(Exercise description) Below this line is a set of entries; quote exactly the lines from the line that contains "pixel 434 574" to the line that contains "pixel 344 362", both lines included.

Stored data entries
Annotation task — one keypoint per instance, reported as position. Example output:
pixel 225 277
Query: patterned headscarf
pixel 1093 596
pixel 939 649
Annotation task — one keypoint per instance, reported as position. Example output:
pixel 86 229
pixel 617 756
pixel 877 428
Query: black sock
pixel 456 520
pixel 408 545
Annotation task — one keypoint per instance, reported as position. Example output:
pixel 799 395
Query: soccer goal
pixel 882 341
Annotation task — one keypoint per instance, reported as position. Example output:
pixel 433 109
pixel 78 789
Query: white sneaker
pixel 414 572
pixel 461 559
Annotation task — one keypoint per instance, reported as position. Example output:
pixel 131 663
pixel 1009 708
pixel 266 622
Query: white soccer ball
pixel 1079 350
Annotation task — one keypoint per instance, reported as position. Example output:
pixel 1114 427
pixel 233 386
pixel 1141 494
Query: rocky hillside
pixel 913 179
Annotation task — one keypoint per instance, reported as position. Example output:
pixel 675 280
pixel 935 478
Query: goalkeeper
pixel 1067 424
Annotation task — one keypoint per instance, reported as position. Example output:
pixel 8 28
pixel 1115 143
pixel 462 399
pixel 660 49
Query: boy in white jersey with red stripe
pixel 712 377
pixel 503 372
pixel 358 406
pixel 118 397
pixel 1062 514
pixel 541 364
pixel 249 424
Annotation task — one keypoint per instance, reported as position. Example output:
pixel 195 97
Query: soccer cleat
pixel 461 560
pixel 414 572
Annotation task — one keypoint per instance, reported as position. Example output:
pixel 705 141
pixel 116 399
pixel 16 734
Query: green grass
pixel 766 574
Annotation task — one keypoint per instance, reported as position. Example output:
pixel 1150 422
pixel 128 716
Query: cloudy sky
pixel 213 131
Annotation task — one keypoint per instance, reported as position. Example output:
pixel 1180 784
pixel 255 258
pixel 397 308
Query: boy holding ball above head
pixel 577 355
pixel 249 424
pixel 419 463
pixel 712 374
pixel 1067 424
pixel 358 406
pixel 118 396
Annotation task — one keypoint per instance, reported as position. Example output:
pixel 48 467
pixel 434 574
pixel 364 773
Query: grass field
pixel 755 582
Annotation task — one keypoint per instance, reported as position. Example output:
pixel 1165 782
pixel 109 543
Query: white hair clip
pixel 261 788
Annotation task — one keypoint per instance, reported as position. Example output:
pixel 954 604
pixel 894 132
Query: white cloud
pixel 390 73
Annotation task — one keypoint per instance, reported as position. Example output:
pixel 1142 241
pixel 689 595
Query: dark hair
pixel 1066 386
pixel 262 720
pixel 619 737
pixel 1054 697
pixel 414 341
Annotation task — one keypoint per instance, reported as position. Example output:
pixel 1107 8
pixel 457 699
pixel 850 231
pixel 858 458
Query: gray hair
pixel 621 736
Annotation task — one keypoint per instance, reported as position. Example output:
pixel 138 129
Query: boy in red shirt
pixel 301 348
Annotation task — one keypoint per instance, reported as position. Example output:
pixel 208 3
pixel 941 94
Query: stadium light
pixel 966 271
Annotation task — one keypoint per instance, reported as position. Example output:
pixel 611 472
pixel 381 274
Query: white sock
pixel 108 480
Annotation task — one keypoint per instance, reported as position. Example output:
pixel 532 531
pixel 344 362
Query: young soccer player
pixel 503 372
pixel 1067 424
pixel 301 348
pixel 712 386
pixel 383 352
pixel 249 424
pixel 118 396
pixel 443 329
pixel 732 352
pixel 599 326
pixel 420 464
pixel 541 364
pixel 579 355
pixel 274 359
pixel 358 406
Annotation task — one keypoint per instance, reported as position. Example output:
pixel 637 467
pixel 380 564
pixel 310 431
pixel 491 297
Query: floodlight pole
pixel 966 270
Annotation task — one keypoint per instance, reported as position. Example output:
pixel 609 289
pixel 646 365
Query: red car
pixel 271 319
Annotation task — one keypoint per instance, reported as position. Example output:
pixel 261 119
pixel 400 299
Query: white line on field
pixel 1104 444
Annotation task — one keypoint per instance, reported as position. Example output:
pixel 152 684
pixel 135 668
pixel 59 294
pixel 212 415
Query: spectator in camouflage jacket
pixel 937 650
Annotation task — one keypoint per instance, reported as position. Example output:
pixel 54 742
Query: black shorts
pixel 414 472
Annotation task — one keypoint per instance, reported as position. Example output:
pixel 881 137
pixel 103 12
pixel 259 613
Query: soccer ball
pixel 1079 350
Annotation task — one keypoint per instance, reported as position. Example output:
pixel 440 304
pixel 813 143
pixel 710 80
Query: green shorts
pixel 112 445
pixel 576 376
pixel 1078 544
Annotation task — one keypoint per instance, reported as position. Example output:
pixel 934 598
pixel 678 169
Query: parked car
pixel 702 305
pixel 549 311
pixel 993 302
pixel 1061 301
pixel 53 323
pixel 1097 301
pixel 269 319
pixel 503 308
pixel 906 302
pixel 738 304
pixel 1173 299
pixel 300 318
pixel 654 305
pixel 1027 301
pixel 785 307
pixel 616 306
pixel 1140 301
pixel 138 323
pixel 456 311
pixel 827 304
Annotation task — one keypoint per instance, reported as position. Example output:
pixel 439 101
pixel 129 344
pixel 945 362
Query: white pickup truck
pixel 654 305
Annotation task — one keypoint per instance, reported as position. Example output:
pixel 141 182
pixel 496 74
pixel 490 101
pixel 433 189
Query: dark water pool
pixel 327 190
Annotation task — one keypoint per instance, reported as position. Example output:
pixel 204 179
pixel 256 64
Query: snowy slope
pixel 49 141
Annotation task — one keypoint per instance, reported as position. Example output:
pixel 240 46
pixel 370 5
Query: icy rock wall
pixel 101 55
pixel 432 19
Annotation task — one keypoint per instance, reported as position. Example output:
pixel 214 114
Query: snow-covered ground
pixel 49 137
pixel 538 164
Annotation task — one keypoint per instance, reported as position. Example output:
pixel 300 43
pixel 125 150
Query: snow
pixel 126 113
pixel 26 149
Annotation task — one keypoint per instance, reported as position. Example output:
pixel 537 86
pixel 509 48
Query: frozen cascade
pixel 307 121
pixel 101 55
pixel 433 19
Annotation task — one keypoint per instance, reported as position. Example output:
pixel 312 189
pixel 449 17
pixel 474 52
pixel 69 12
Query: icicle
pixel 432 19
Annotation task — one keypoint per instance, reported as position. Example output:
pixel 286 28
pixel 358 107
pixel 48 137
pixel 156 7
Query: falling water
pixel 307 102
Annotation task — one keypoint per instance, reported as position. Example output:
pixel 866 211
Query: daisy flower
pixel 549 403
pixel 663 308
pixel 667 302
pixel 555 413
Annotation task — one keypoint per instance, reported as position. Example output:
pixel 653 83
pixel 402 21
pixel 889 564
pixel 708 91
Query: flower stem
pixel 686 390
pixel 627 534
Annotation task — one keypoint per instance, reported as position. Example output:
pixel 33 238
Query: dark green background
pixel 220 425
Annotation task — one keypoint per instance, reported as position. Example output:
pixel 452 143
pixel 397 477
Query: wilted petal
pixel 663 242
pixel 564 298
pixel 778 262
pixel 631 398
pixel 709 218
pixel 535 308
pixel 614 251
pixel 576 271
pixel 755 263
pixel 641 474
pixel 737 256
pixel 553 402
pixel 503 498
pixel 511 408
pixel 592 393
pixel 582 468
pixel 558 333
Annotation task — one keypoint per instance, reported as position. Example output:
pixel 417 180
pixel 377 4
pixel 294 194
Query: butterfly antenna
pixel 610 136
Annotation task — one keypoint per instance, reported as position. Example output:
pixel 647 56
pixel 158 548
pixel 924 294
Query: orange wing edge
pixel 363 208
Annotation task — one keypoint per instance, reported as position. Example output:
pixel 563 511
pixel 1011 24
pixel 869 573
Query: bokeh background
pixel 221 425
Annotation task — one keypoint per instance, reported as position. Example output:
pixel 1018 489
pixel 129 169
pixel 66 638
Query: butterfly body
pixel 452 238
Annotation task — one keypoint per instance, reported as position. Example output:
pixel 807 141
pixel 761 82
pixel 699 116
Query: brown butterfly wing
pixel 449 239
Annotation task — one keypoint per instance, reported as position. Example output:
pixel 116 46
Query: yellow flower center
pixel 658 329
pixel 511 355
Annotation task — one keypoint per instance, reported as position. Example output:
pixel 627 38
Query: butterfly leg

(Exercise output)
pixel 434 574
pixel 364 773
Query: grass field
pixel 755 582
Annotation task — one keypoint per instance, reported as position. Example output:
pixel 1165 782
pixel 109 543
Query: white hair clip
pixel 261 788
Annotation task — one keypoint per instance, reported as position. Example output:
pixel 954 604
pixel 894 132
Query: white cloud
pixel 390 73
Annotation task — one keypoint per instance, reported as position. Example output:
pixel 1142 241
pixel 689 595
Query: dark hair
pixel 1066 386
pixel 262 720
pixel 619 737
pixel 1054 697
pixel 414 341
Annotation task — one keypoint per instance, reported as position. Example output:
pixel 1107 8
pixel 457 699
pixel 850 231
pixel 858 458
Query: gray hair
pixel 621 736
Annotation task — one keypoint per instance, reported as position. Example output:
pixel 138 129
Query: boy in red shirt
pixel 301 348
Annotation task — one keypoint per instance, reported as position. Example output:
pixel 208 3
pixel 941 94
Query: stadium light
pixel 966 271
Annotation task — one keypoint per instance, reported as position. Example output:
pixel 611 472
pixel 381 274
Query: white sock
pixel 108 480
Annotation task — one keypoint per instance, reported as position. Example output:
pixel 532 531
pixel 344 362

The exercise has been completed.